** BEGIN **

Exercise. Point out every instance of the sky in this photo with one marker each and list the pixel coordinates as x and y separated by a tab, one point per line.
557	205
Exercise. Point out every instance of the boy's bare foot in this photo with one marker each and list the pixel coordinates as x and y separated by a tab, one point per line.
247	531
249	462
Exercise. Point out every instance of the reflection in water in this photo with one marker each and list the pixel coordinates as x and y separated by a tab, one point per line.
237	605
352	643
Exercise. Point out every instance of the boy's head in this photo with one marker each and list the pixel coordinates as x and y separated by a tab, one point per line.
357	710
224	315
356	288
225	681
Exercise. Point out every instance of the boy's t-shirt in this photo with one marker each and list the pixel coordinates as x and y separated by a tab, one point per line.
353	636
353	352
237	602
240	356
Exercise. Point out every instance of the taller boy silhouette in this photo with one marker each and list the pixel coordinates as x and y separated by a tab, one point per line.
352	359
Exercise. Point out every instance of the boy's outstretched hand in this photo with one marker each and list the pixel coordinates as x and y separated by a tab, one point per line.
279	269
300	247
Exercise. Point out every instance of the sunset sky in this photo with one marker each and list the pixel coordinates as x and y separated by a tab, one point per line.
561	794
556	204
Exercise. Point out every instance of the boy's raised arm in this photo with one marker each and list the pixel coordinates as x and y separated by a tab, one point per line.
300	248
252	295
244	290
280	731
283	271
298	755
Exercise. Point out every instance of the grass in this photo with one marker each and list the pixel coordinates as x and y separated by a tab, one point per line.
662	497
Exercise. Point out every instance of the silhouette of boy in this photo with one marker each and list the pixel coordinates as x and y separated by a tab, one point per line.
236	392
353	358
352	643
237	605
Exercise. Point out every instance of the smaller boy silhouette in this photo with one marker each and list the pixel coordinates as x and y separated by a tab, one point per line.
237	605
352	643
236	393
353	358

** END **
** BEGIN **

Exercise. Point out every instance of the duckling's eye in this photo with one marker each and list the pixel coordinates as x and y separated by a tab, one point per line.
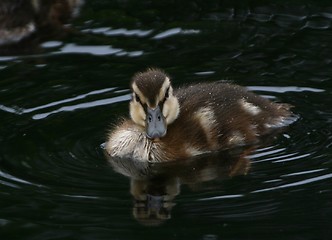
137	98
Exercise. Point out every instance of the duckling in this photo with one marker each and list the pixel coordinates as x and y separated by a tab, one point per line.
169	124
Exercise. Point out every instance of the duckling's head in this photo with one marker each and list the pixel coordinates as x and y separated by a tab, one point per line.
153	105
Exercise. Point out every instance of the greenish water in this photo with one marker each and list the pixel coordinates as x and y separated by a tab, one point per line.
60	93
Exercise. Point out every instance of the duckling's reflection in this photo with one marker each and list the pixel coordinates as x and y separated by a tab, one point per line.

** END **
** BEGIN **

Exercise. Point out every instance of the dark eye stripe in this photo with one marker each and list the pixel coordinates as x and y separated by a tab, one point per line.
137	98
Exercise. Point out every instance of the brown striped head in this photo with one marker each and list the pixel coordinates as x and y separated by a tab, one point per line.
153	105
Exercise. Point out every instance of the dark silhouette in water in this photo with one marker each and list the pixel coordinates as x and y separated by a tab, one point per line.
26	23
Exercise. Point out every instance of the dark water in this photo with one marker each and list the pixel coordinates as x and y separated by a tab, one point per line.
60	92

** END **

→ **WHAT YOU SHOULD DO**: Copy out each line above that contains the string "brown", matching case exactly.

→ **REPLY**:
Exercise. Point out every instance of the brown striped head in this photo with one marker each and list the pixel coordinates as x and y separated by a tab, one point per line.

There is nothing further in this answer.